What you need to do. Translate this sentence from the piece below on juvenile and adult justice systems into Spanish: "An adult is considered fully accountable for their actions, whereas for a juvenile, there can easily be mitigating circumstances."

“But it is part of a general trend that shows a recognition that juveniles are different and should be treated differently than adults,” she said.
Differences between juvenile and adult systems
Jody Kent Lavy, director and national coordinator of the Campaign for the Fair Sentencing of Youth — an organization that advocates for age-appropriate sentencing — said young people possess a unique capacity for change and rehabilitation.
“They’re better off in the juvenile criminal justice system where they have access to programing, to counseling, to programs that were established with their developmental stages in mind," she said. "As opposed to the adult justice system which ignores all of that and frankly does incredible harm."
The adult and juvenile defense systems have very different approaches, said Josh Rovner, a state advocacy associate at the Sentencing Project, a research and advocacy think tank in Washington D.C.
“The adult system merely cares about what the adult did," he said. "An adult is considered fully accountable for their actions, whereas for a juvenile, there can easily be mitigating circumstances."

Data extracted from a collection
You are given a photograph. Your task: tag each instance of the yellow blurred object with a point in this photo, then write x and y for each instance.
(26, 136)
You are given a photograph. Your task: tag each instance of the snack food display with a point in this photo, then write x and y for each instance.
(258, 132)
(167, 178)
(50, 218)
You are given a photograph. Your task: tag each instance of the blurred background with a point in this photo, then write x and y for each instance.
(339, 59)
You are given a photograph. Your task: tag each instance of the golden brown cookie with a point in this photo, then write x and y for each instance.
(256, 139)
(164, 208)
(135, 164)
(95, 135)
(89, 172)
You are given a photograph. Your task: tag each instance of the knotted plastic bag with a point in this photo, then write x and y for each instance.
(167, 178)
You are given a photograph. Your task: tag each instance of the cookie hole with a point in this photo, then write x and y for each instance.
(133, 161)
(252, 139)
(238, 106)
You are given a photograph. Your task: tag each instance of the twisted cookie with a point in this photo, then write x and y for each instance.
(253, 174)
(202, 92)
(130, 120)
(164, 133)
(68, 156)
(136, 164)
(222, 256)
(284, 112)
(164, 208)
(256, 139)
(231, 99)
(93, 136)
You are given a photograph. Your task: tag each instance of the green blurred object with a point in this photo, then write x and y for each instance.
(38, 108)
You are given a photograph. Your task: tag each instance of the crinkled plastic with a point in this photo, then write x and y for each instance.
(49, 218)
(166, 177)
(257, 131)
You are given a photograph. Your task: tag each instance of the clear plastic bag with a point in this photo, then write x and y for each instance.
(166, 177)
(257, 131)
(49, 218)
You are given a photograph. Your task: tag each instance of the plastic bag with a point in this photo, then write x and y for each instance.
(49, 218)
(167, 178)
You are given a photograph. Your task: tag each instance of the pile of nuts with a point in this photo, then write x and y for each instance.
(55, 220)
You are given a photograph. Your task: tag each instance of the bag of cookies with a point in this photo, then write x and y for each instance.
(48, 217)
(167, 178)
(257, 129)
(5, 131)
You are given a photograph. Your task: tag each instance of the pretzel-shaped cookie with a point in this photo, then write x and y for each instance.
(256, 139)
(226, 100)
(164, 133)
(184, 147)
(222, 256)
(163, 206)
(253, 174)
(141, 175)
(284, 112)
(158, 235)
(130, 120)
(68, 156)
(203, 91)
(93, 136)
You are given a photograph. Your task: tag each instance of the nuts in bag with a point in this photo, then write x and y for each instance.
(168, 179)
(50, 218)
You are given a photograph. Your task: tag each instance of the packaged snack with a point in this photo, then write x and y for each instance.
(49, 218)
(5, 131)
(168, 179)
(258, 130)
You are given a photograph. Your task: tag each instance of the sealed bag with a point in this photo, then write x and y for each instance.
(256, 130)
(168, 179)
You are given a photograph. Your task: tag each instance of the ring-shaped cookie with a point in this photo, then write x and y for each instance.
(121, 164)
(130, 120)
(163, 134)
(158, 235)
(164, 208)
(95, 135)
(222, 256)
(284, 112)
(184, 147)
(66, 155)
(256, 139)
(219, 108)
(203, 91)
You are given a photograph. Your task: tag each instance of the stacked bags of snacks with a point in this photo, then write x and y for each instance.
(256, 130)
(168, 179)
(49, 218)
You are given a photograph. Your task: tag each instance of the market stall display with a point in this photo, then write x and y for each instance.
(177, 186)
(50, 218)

Task answer. Un adulto es considerado plenamente responsable de sus actos, mientras que en el caso de un menor, fácilmente puede haber circunstancias atenuantes.